Text provided =>
========================================
I am sick of just surviving so others in my life can be comfortable. If they make shitty decisions why should I be the one to fucking suffer. I need to be more agressive about myself in this coming year. Regardless of how I feel about people I think it’s fucking time that I make sure I make time and finances for me instead of this black fucking hole i constantly return to. Behaviours and attitudes have to change or I will make a major life change that won’t benefit anyone but me. Period.
Sometimes I have a right to be angry. Sometimes forgiveness and a walking away in seek of peace isn’t enough. You’re never going to allow me to truly be at peace and move on. Because you wont let me forget or allow this pain in my chest to ever fucking fade. So instead to deal with it, I choose to be angry. It’s an anger I can control.
One of the few things in our lives I can. That’s your damage. The only thing controlled in our worlds is how angry I get and how much I keep it bottled instead of physically reacting to you. I let it poison myself mentally and physically and turning my insides toxic rather than acting it out on you. Status quo for the last twenty years.
========================================
Information provided =>
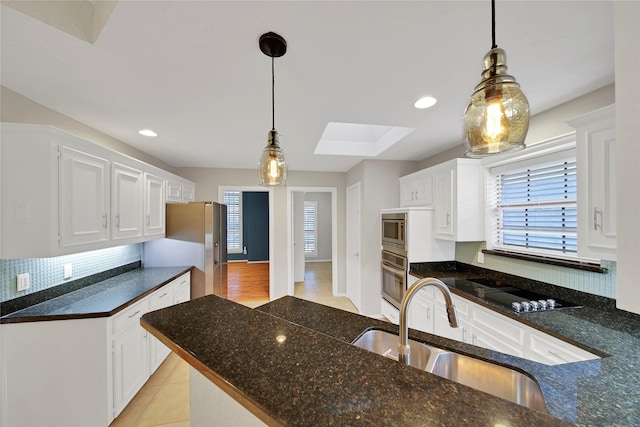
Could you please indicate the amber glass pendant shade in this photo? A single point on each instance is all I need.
(272, 168)
(497, 117)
========================================
Task A => From the personal post about anger, set down the passage that opens with the words containing "I am sick of" and closes with "but me. Period.", copying it word for word.
Task B => In the personal post about anger, for how long does the writer say this has been the status quo?
Task C => Write what comes next in the personal post about anger, picking up after its final sentence.

Written response A =>
I am sick of just surviving so others in my life can be comfortable. If they make shitty decisions why should I be the one to fucking suffer. I need to be more agressive about myself in this coming year. Regardless of how I feel about people I think it’s fucking time that I make sure I make time and finances for me instead of this black fucking hole i constantly return to. Behaviours and attitudes have to change or I will make a major life change that won’t benefit anyone but me. Period.

Written response B => For the last twenty years.

Written response C =>
What part of I don’t want anything to do with you for my own sanity don’t you understand? I don’t call, I don’t try, I don’t fight for you except in the grandest of moments for a reason. One day you’ll grow up and figure that out.
It’s hard marking the passages of time with you. I know that one or both of us will be their at the end.
We have conflicting emotions about each other and both of us have strong personalities that often cancel the other one out. But we could co-exist once. Maybe it’s time to try to again.
The saddest thing is i am pretty sure you already know what your answer will eventually be but you are stalling for time. It’s too bad you are almost completely out of time and it will be me pulling the trigger on it. Bang.
Done. I think the feeling is mutual. Shared pain isn’t enough anymore. Things will never change. Why should they. We’ve torn strips off of each other for two decades. You’ve weaponized my child against me.
At the end of the day I’m probably safest for my mental health walking away. But we both know you will never let me.